(Data records)

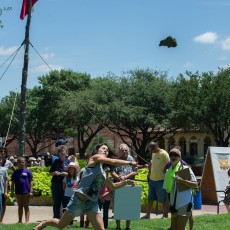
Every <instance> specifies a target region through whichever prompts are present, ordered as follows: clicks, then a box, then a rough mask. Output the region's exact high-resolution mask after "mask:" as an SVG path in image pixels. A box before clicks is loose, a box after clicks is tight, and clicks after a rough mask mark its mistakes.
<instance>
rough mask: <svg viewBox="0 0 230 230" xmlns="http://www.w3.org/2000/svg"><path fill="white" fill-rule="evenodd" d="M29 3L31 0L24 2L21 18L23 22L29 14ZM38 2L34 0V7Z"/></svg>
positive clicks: (20, 17)
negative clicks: (34, 5)
mask: <svg viewBox="0 0 230 230" xmlns="http://www.w3.org/2000/svg"><path fill="white" fill-rule="evenodd" d="M29 1H30V0H23V3H22V9H21V14H20V18H21V19H22V20H23V19H24V17H25V16H26V15H27V14H28V9H29ZM37 1H38V0H32V6H33V5H34V4H35V3H36V2H37Z"/></svg>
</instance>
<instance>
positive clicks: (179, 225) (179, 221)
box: [173, 216, 188, 230]
mask: <svg viewBox="0 0 230 230" xmlns="http://www.w3.org/2000/svg"><path fill="white" fill-rule="evenodd" d="M187 221H188V217H187V216H177V217H176V228H174V227H173V229H176V230H185V227H186V223H187Z"/></svg>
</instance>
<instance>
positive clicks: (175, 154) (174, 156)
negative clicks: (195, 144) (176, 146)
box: [169, 153, 179, 157]
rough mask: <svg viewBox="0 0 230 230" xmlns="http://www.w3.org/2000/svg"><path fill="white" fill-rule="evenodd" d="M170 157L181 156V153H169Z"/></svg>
mask: <svg viewBox="0 0 230 230" xmlns="http://www.w3.org/2000/svg"><path fill="white" fill-rule="evenodd" d="M169 157H179V155H178V154H176V153H173V154H169Z"/></svg>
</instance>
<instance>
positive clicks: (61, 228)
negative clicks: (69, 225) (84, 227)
mask: <svg viewBox="0 0 230 230" xmlns="http://www.w3.org/2000/svg"><path fill="white" fill-rule="evenodd" d="M73 219H74V217H73V216H72V215H71V214H70V213H69V210H66V211H65V212H64V214H63V215H62V217H61V219H60V220H59V219H57V218H53V219H50V220H47V221H42V222H41V223H40V224H39V225H37V226H36V227H34V228H33V230H42V229H43V228H45V227H47V226H51V227H56V228H58V229H63V228H65V227H66V226H67V225H68V224H69V223H70V222H71V221H72V220H73Z"/></svg>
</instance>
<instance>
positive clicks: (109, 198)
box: [98, 185, 111, 229]
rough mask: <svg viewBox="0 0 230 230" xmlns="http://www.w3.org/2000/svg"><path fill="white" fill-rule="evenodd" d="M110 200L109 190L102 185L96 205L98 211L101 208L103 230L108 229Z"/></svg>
mask: <svg viewBox="0 0 230 230" xmlns="http://www.w3.org/2000/svg"><path fill="white" fill-rule="evenodd" d="M110 200H111V191H110V190H109V188H107V187H106V186H105V185H104V186H103V187H102V189H101V192H100V195H99V199H98V204H99V208H100V210H101V209H102V207H103V222H104V228H105V229H107V228H108V219H109V206H110Z"/></svg>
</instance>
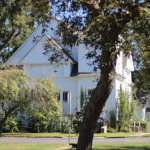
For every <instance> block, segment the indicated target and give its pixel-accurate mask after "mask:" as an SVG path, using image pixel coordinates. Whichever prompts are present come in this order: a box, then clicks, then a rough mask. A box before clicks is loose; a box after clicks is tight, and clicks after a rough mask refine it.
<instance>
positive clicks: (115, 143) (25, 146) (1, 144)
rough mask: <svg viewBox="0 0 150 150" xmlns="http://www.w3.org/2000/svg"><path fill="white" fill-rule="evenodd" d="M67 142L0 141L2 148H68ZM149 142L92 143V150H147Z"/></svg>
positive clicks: (63, 148) (9, 148) (19, 148)
mask: <svg viewBox="0 0 150 150" xmlns="http://www.w3.org/2000/svg"><path fill="white" fill-rule="evenodd" d="M70 148H71V146H69V145H68V144H27V143H23V144H12V143H0V149H2V150H61V149H63V150H69V149H70ZM149 149H150V143H108V144H107V143H94V144H93V150H149Z"/></svg>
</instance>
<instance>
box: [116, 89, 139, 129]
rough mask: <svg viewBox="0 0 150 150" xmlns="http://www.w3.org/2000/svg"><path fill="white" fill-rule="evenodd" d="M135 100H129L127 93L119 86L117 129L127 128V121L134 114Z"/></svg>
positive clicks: (135, 106)
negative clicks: (122, 89)
mask: <svg viewBox="0 0 150 150" xmlns="http://www.w3.org/2000/svg"><path fill="white" fill-rule="evenodd" d="M135 109H136V102H135V101H134V100H132V101H130V100H129V99H128V96H127V94H126V93H125V92H124V91H123V90H122V88H120V92H119V105H118V127H119V131H127V130H128V122H129V121H130V120H131V118H132V117H133V116H134V115H135Z"/></svg>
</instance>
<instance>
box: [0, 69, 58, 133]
mask: <svg viewBox="0 0 150 150" xmlns="http://www.w3.org/2000/svg"><path fill="white" fill-rule="evenodd" d="M54 86H55V85H54V83H53V80H52V78H51V77H47V78H45V79H36V78H35V79H32V80H27V78H26V73H25V72H24V71H23V70H19V69H16V68H13V69H5V70H0V109H1V110H2V111H1V112H2V114H0V116H1V119H0V134H1V133H2V128H3V126H4V124H5V122H6V120H7V118H8V117H9V116H11V114H12V113H13V112H14V111H17V112H26V111H27V110H29V109H30V108H32V107H33V108H38V109H40V111H43V112H46V113H48V114H49V116H56V115H60V113H61V111H60V110H61V109H60V103H59V102H58V100H57V98H58V89H56V88H55V87H54Z"/></svg>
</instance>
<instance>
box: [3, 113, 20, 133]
mask: <svg viewBox="0 0 150 150" xmlns="http://www.w3.org/2000/svg"><path fill="white" fill-rule="evenodd" d="M5 124H6V125H5V126H4V127H3V129H4V132H11V133H13V132H18V131H19V129H18V126H17V125H18V120H17V119H16V117H15V116H10V117H8V119H7V121H6V122H5Z"/></svg>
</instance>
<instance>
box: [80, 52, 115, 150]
mask: <svg viewBox="0 0 150 150" xmlns="http://www.w3.org/2000/svg"><path fill="white" fill-rule="evenodd" d="M101 56H102V59H103V60H104V61H105V63H107V66H105V67H104V68H103V69H102V70H101V77H100V81H99V82H98V84H97V86H96V88H95V90H94V92H93V94H92V96H91V98H90V102H89V104H88V106H87V109H86V112H85V115H84V118H83V122H82V124H81V128H80V134H79V138H78V145H77V150H91V149H92V140H93V135H94V131H95V127H96V122H97V120H98V118H99V116H100V114H101V112H102V109H103V106H104V105H105V103H106V101H107V99H108V97H109V95H110V93H111V91H112V88H113V83H114V79H115V66H116V55H114V54H113V52H109V51H103V52H102V55H101Z"/></svg>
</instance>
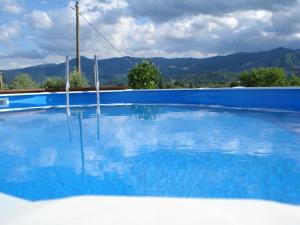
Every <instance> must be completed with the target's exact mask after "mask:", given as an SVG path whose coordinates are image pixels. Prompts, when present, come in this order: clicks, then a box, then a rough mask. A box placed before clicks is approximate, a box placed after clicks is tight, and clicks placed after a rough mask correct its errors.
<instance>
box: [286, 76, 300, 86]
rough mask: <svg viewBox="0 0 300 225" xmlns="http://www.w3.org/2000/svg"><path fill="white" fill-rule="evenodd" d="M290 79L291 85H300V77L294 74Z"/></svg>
mask: <svg viewBox="0 0 300 225" xmlns="http://www.w3.org/2000/svg"><path fill="white" fill-rule="evenodd" d="M288 81H289V85H290V86H300V77H297V76H295V75H293V76H291V77H290V79H289V80H288Z"/></svg>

*Try it*
Output the records verbatim without pictures.

*Answer section*
Every <instance> specifies a target region through whichever prompts are present, ordered as follows: clicks, then a box, then a rough mask. Output the region's exact high-resolution mask after "mask:" as an SVG path in image pixels. A box before clicks is loose, a box after clicks is tight, and clicks after a rough mask mark its mistakes.
<instance>
rough mask: <svg viewBox="0 0 230 230" xmlns="http://www.w3.org/2000/svg"><path fill="white" fill-rule="evenodd" d="M29 3L31 0L24 2L21 18L23 22L29 14ZM38 2L34 0V7Z"/></svg>
positive clicks: (20, 17)
negative clicks: (34, 5)
mask: <svg viewBox="0 0 230 230" xmlns="http://www.w3.org/2000/svg"><path fill="white" fill-rule="evenodd" d="M29 1H30V0H23V3H22V9H21V14H20V18H21V19H22V20H23V19H24V17H25V16H26V15H27V14H28V9H29ZM37 1H38V0H32V6H33V5H34V4H35V3H36V2H37Z"/></svg>
</instance>
<instance>
positive clicks: (179, 225) (179, 221)
box: [173, 216, 188, 230]
mask: <svg viewBox="0 0 230 230" xmlns="http://www.w3.org/2000/svg"><path fill="white" fill-rule="evenodd" d="M187 221H188V217H187V216H177V217H176V228H174V227H173V229H176V230H185V227H186V223H187Z"/></svg>
</instance>
<instance>
positive clicks: (175, 154) (174, 156)
negative clicks: (195, 144) (176, 146)
box: [169, 153, 179, 157]
rough mask: <svg viewBox="0 0 230 230" xmlns="http://www.w3.org/2000/svg"><path fill="white" fill-rule="evenodd" d="M170 157L181 156V153H169Z"/></svg>
mask: <svg viewBox="0 0 230 230" xmlns="http://www.w3.org/2000/svg"><path fill="white" fill-rule="evenodd" d="M169 157H179V155H178V154H176V153H173V154H169Z"/></svg>
</instance>
<instance>
positive clicks: (61, 228)
negative clicks: (69, 225) (84, 227)
mask: <svg viewBox="0 0 230 230" xmlns="http://www.w3.org/2000/svg"><path fill="white" fill-rule="evenodd" d="M73 219H74V217H73V216H72V215H71V214H70V213H69V210H66V211H65V212H64V214H63V215H62V217H61V219H60V220H59V219H57V218H53V219H50V220H47V221H42V222H41V223H40V224H39V225H37V226H36V227H34V228H33V230H42V229H43V228H45V227H47V226H51V227H56V228H58V229H63V228H65V227H66V226H67V225H68V224H69V223H70V222H71V221H72V220H73Z"/></svg>
</instance>
<instance>
positive clicks: (109, 198)
box: [98, 185, 111, 229]
rough mask: <svg viewBox="0 0 230 230" xmlns="http://www.w3.org/2000/svg"><path fill="white" fill-rule="evenodd" d="M110 200L109 190L102 185L96 205L98 211L101 208L103 230L108 229Z"/></svg>
mask: <svg viewBox="0 0 230 230" xmlns="http://www.w3.org/2000/svg"><path fill="white" fill-rule="evenodd" d="M110 200H111V191H110V190H109V188H107V187H106V186H105V185H104V186H103V187H102V189H101V192H100V195H99V199H98V204H99V208H100V210H101V209H102V207H103V222H104V228H105V229H107V228H108V219H109V206H110Z"/></svg>
</instance>
For every <instance> block, segment the indicated target and give its pixel-accurate mask after "mask:" as an SVG path, using image pixel coordinates. Whichever prompts are present come in this order: a box, then clicks, then a rough mask. A box before clicks is loose; a box after clicks is tight, and clicks after a rough mask refine it.
<instance>
positive clicks: (115, 143) (25, 146) (1, 144)
rough mask: <svg viewBox="0 0 150 150" xmlns="http://www.w3.org/2000/svg"><path fill="white" fill-rule="evenodd" d="M67 142L0 141L2 148H68ZM149 142L92 143V150H147Z"/></svg>
positive clicks: (63, 148) (9, 148) (19, 148)
mask: <svg viewBox="0 0 150 150" xmlns="http://www.w3.org/2000/svg"><path fill="white" fill-rule="evenodd" d="M70 148H71V146H69V145H68V144H27V143H23V144H12V143H0V149H2V150H61V149H63V150H69V149H70ZM149 149H150V143H108V144H107V143H94V144H93V150H149Z"/></svg>
</instance>
<instance>
box: [116, 89, 139, 129]
rough mask: <svg viewBox="0 0 150 150" xmlns="http://www.w3.org/2000/svg"><path fill="white" fill-rule="evenodd" d="M135 100H129L127 93L119 86L117 129L127 128V121L134 114Z"/></svg>
positive clicks: (135, 106)
negative clicks: (122, 89)
mask: <svg viewBox="0 0 150 150" xmlns="http://www.w3.org/2000/svg"><path fill="white" fill-rule="evenodd" d="M135 109H136V102H135V101H134V100H132V101H130V100H129V99H128V96H127V94H126V93H125V92H124V91H123V90H122V88H120V92H119V105H118V127H119V131H127V130H128V122H129V121H130V120H131V118H132V117H133V116H134V115H135Z"/></svg>
</instance>
<instance>
box: [0, 69, 58, 133]
mask: <svg viewBox="0 0 150 150" xmlns="http://www.w3.org/2000/svg"><path fill="white" fill-rule="evenodd" d="M54 86H55V85H54V83H53V80H52V78H51V77H47V78H45V79H36V78H35V79H32V80H27V78H26V73H25V72H24V71H23V70H19V69H16V68H13V69H5V70H0V109H1V110H2V111H1V112H2V114H0V116H1V119H0V134H1V133H2V128H3V126H4V124H5V122H6V120H7V118H8V117H9V116H11V114H12V113H13V112H14V111H17V112H26V111H27V110H29V109H30V108H32V107H33V108H38V109H40V111H43V112H46V113H48V114H49V116H56V115H60V113H61V111H60V110H61V109H60V103H59V102H58V100H57V98H58V89H56V88H55V87H54Z"/></svg>
</instance>
<instance>
box: [3, 113, 20, 133]
mask: <svg viewBox="0 0 150 150" xmlns="http://www.w3.org/2000/svg"><path fill="white" fill-rule="evenodd" d="M5 124H6V125H5V126H4V127H3V129H4V132H11V133H13V132H18V131H19V129H18V126H17V125H18V120H17V119H16V117H15V116H10V117H8V119H7V121H6V122H5Z"/></svg>
</instance>
<instance>
box: [80, 52, 115, 150]
mask: <svg viewBox="0 0 150 150" xmlns="http://www.w3.org/2000/svg"><path fill="white" fill-rule="evenodd" d="M101 56H102V59H103V60H104V61H105V63H107V66H105V67H104V68H103V69H102V70H101V77H100V81H99V82H98V84H97V86H96V88H95V90H94V92H93V94H92V96H91V98H90V102H89V104H88V106H87V109H86V112H85V115H84V118H83V122H82V124H81V128H80V134H79V138H78V145H77V150H91V149H92V140H93V135H94V131H95V127H96V122H97V120H98V118H99V116H100V114H101V112H102V109H103V106H104V105H105V103H106V101H107V99H108V97H109V95H110V93H111V91H112V88H113V83H114V79H115V66H116V55H114V54H113V52H109V51H103V52H102V55H101Z"/></svg>
</instance>
Every <instance> must be completed with the target's exact mask after "mask:", given as an SVG path whose coordinates are image pixels. Prompts, when present, come in this order: clicks, then a box, then a rough mask. A box placed before clicks is approximate, a box placed after clicks is tight, and clicks placed after a rough mask correct its errors.
<instance>
box: [286, 76, 300, 86]
rough mask: <svg viewBox="0 0 300 225" xmlns="http://www.w3.org/2000/svg"><path fill="white" fill-rule="evenodd" d="M290 79L291 85H300V77L294 74Z"/></svg>
mask: <svg viewBox="0 0 300 225" xmlns="http://www.w3.org/2000/svg"><path fill="white" fill-rule="evenodd" d="M288 81H289V85H290V86H300V77H297V76H295V75H293V76H291V77H290V79H289V80H288Z"/></svg>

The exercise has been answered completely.